═════ Teks sumber
Sunday, June 27, 2021

 

Lisan kita berkata “laa ilaa ha ilallah”

Tapi saat kesulitan hidup datang menerjang yang lebih kita andalkan adalah bantuan orang lain. Lalu jika yang kita andalkan tidak memenuhi harapan kita, amarah kita meluap kepada yang bersangkutan. Maka tenggelamlah kita dalam pusaran arus di samudera kehidupan yang dalam. Menggapai-gapai segenap ciptaan-Nya yang sebenarnya tak berdaya memberikan bantuan apapun tanpa Dia izinkan.

 

Lisan kita berkata “Allahu Akbar!” Lantang sekali.

Tapi saat ego diri terasa disinggung, yang lebih besar adalah amarahnya. Tuhan seakan tenggelam dalam amukan deru ombak keganasan diri sendiri yang seakan ingin melahap dan menerjang apa saja yang ada di hadapannya.

 

Lisan kita berkata “Alhamdulillah”, terutama saat mendapat kesenangan – yang biasanya terkait dengan kesenangan dunia yang mengenyangkan hawa nafsu dan syahwat.
══════════
*Soal A*:
Jawab tiga pertanyaan berikut berdasarkan teks renungan di atas:
(i) Ketika kesulitan hidup datang, apa yang lebih kita andalkan?
(ii) Ketika ego diri terasa disinggung, apa yang menjadi lebih besar?
(iii) Kapan terutama lisan kita mengucapkan "Alhamdulillah"?
*Soal B*:
Lanjutkan teks renungan di atas mulai dari kalimat terakhirnya.
═════ Rekaman tersedia
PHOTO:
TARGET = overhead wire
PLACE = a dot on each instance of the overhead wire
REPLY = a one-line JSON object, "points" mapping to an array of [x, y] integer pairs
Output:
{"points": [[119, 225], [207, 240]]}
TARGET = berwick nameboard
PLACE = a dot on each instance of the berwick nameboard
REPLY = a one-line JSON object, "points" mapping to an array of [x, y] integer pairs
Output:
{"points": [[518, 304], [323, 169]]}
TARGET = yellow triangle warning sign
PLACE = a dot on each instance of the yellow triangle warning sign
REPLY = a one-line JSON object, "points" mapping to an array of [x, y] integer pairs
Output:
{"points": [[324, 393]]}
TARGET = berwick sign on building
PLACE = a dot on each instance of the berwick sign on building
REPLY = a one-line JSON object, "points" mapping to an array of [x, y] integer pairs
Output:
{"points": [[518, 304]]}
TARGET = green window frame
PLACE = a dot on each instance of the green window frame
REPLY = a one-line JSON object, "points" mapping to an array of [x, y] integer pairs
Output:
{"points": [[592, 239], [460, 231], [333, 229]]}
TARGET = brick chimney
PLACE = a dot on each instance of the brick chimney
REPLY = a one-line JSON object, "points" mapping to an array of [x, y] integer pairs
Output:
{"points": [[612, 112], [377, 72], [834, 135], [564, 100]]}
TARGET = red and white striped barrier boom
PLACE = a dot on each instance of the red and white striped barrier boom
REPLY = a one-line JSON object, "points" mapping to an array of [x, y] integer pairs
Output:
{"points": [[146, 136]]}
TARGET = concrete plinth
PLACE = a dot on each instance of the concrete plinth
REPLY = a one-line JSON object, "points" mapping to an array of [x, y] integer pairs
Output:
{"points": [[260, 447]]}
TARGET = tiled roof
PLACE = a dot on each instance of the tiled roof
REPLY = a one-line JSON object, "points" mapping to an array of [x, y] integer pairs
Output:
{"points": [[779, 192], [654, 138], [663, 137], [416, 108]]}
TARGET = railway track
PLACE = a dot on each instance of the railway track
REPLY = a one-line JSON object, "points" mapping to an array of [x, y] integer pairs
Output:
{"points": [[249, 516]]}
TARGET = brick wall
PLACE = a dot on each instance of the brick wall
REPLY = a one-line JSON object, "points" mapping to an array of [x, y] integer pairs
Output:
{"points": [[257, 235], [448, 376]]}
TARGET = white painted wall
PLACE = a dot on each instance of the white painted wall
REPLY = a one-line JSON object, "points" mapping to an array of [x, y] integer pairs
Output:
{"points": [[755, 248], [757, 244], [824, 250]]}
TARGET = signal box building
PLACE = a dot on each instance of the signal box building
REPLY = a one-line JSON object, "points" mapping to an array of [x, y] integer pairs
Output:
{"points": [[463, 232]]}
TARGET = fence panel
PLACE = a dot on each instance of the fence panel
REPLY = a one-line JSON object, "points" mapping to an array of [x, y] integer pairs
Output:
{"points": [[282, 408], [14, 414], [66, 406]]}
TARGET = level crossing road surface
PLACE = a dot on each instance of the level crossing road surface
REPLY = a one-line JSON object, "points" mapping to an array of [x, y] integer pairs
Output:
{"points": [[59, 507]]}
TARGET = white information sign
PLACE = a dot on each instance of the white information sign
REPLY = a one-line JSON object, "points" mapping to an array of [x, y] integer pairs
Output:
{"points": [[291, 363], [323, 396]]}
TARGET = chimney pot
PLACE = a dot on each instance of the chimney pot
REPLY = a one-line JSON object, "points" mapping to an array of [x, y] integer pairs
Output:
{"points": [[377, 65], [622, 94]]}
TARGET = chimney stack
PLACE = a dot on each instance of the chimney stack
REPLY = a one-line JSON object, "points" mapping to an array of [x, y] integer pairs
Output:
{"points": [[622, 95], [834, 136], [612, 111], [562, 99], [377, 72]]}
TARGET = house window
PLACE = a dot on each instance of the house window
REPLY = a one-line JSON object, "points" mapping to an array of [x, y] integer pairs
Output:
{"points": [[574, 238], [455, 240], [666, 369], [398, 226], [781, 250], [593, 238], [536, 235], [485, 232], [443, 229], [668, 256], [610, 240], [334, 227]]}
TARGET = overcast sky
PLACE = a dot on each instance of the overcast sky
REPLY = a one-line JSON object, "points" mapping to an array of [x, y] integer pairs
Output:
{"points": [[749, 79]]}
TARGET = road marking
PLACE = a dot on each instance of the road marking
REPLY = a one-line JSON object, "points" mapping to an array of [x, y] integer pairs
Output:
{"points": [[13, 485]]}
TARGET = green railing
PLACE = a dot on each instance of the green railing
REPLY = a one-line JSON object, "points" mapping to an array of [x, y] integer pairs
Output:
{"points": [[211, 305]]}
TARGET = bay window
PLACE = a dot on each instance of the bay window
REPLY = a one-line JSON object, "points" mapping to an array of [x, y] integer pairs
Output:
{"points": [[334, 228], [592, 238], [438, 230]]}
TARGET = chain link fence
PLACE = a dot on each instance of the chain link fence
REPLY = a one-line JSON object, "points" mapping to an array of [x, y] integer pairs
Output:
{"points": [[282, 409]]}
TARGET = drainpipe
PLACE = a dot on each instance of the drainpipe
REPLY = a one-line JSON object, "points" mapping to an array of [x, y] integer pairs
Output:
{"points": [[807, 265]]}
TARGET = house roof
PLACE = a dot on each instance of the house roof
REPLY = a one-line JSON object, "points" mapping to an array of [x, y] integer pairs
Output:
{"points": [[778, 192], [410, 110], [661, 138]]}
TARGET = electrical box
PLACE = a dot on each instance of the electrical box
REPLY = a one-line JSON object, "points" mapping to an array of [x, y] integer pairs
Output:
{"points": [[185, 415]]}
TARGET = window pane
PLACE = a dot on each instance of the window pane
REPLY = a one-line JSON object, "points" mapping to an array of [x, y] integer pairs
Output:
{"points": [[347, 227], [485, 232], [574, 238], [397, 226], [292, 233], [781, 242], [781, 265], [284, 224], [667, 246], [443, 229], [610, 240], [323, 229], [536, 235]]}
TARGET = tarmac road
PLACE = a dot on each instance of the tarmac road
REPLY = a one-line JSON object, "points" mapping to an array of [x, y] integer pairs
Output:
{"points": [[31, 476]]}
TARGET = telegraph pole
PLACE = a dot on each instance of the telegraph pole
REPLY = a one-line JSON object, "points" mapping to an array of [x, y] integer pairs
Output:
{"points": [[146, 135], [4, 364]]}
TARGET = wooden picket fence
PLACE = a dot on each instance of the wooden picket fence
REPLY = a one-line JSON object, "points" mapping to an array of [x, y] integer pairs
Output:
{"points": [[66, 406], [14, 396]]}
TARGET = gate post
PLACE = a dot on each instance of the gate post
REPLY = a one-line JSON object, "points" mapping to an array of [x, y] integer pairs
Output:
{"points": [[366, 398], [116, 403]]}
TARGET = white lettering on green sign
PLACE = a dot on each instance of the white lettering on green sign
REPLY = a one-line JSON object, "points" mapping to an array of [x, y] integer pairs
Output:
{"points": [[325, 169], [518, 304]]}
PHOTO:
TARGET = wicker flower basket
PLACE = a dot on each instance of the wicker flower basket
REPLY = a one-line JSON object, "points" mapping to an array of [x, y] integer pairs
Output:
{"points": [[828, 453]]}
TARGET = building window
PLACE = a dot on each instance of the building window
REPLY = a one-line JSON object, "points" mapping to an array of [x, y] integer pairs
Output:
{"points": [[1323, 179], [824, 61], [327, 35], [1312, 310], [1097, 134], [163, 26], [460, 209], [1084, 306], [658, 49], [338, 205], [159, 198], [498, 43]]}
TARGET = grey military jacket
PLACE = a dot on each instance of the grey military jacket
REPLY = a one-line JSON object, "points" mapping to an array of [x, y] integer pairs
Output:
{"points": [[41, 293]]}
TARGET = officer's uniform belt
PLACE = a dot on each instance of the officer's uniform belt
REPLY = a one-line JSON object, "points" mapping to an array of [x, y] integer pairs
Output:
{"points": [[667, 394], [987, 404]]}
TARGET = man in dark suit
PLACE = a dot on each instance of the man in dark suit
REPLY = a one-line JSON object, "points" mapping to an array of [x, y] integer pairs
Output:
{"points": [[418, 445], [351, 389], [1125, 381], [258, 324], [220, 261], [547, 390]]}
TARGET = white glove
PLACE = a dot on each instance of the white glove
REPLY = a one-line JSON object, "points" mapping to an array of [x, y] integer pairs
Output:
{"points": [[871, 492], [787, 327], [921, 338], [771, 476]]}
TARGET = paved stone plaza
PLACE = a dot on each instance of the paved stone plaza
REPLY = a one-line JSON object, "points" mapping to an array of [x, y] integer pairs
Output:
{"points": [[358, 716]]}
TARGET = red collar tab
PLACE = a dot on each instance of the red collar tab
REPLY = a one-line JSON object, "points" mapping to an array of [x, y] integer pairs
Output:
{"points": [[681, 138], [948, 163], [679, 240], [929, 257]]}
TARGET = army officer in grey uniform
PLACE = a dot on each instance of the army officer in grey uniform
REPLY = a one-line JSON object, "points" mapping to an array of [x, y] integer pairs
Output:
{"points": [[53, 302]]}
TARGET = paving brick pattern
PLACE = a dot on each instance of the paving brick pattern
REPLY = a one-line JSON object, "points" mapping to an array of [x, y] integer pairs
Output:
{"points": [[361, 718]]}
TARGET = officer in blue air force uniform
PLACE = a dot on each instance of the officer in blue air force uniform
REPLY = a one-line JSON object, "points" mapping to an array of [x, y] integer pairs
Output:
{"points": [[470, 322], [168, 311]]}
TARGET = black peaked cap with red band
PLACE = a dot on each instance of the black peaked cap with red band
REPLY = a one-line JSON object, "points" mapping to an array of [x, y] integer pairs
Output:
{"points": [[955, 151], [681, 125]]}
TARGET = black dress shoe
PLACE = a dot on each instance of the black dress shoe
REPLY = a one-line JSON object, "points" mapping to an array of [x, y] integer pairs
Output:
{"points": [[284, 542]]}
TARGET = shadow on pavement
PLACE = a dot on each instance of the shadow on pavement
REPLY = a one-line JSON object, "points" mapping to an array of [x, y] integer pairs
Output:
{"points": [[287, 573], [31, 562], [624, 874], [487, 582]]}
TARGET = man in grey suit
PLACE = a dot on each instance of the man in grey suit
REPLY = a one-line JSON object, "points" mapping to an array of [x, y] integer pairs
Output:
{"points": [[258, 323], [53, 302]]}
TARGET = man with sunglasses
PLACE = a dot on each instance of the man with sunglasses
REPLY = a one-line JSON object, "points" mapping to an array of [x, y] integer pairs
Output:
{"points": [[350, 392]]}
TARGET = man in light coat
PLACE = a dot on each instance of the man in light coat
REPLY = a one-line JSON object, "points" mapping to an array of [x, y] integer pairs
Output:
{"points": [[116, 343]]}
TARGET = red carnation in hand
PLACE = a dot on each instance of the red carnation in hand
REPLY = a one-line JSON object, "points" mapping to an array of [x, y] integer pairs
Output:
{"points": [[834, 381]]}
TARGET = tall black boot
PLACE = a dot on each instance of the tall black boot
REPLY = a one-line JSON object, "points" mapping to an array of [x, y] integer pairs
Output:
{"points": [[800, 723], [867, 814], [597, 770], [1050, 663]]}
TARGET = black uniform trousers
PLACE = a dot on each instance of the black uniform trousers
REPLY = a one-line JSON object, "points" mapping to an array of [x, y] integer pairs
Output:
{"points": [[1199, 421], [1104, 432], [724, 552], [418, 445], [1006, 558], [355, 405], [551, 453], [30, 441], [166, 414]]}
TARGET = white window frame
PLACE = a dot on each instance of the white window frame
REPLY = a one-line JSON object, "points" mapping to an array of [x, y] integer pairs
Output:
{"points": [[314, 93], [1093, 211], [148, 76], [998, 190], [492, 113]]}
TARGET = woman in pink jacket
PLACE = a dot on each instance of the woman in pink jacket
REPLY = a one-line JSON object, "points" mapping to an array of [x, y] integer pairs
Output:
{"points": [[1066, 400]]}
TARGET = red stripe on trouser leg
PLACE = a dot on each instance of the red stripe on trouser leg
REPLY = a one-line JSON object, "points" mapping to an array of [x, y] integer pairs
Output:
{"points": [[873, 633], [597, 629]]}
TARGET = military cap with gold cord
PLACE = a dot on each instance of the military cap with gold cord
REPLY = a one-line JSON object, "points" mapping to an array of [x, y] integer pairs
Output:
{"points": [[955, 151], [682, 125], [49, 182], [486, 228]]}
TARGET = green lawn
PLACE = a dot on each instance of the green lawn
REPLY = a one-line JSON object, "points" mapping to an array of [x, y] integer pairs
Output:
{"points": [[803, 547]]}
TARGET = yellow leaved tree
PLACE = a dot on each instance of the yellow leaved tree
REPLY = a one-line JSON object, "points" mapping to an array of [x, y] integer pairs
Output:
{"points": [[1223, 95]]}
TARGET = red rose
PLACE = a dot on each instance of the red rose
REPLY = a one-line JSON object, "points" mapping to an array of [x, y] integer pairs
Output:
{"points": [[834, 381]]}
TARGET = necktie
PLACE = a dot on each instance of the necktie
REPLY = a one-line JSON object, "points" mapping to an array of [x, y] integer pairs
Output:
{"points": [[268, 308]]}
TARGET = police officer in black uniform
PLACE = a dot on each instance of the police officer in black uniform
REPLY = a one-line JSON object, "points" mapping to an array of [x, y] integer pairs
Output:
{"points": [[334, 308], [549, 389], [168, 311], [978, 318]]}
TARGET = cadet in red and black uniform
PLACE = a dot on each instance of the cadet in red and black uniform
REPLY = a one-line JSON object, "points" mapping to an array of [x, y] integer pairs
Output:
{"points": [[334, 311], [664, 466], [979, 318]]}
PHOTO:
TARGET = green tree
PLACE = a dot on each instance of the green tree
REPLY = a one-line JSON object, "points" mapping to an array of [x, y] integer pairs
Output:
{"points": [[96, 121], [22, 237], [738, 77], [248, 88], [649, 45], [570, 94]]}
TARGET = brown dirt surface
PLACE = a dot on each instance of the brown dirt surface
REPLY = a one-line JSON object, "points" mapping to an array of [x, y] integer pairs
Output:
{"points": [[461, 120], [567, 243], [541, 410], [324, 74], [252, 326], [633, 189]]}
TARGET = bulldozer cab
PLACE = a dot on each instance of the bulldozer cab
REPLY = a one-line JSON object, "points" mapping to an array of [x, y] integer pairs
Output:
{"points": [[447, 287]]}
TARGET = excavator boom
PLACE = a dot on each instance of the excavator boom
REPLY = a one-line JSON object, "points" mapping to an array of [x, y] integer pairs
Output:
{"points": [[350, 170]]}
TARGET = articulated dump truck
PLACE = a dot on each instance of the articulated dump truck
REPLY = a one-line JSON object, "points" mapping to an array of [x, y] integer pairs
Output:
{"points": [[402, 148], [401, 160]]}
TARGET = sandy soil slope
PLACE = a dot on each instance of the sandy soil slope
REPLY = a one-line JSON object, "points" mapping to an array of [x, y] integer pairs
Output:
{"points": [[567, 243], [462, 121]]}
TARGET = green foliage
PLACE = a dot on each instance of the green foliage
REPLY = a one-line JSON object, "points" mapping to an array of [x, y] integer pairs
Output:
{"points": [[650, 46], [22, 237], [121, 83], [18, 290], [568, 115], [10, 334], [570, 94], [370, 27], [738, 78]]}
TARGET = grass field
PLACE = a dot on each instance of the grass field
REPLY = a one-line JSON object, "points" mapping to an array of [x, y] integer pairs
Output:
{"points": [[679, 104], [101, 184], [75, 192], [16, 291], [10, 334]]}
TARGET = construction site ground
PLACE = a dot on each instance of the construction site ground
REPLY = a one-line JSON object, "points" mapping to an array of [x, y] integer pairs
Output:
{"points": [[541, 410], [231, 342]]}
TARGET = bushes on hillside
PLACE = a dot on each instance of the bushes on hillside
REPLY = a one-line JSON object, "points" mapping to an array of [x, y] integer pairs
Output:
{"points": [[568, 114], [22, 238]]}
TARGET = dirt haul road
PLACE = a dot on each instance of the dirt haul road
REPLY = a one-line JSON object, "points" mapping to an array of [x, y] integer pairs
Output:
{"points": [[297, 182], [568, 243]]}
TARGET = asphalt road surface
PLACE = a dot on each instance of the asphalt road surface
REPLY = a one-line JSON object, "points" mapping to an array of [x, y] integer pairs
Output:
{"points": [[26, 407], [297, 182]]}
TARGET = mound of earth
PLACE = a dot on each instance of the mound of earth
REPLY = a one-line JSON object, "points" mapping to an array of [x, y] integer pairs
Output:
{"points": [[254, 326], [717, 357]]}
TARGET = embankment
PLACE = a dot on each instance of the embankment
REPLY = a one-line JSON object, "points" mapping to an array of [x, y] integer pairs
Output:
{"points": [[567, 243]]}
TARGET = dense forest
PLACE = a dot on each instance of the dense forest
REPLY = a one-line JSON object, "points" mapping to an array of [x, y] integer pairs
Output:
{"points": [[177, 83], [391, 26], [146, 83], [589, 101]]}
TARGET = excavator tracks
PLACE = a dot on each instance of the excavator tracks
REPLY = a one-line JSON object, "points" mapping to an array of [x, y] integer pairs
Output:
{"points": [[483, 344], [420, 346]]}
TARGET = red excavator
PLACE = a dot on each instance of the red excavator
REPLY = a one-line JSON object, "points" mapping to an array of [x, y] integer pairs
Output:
══════════
*Jawaban akhir A*:
(i) Bantuan orang lain.
(ii) Amarahnya.
(iii) Saat mendapat kesenangan, yang biasanya terkait dengan kesenangan dunia yang mengenyangkan hawa nafsu dan syahwat.

*Jawaban akhir B*:
Tapi saat Tuhan yang sama mengirimkan sakit, duka cita, kekurangan, keterlambatan, maka lisan kita kelu untuk mengucapkan kata syukur yang sama. Bukti bahwa kita masih memilah-milah pemberian dari-Nya, alih-alih melihat tangan yang menyampaikan itu semua.

 

Kalau kita boleh jujur dan bercermin ke dalam diri, betapa sering kita berkhianat kepada-Nya. Betapa banyak kita mengucapkan kata-kata sakral yang membawa nama Allah tanpa kita pahami maknanya bahkan seenaknya dilanggar sendiri.

Untung Allah Maha Penyabar. Level kesabarannya jauh tak terhingga dibanding kesabaran kita yang setitik atom dan tak terlampau kuat menahan derita. Sehingga walaupun kita berkali-kali mengucap kata-kata itu dan berkali-kali pula melanggar ucapan kita sendiri. Dia akan senantiasa berkata, “Datanglah…datanglah wahai hamba-Ku…walaupun beribu kali kau melanggar sumpahmu. Tapi datanglah lagi, datanglah…”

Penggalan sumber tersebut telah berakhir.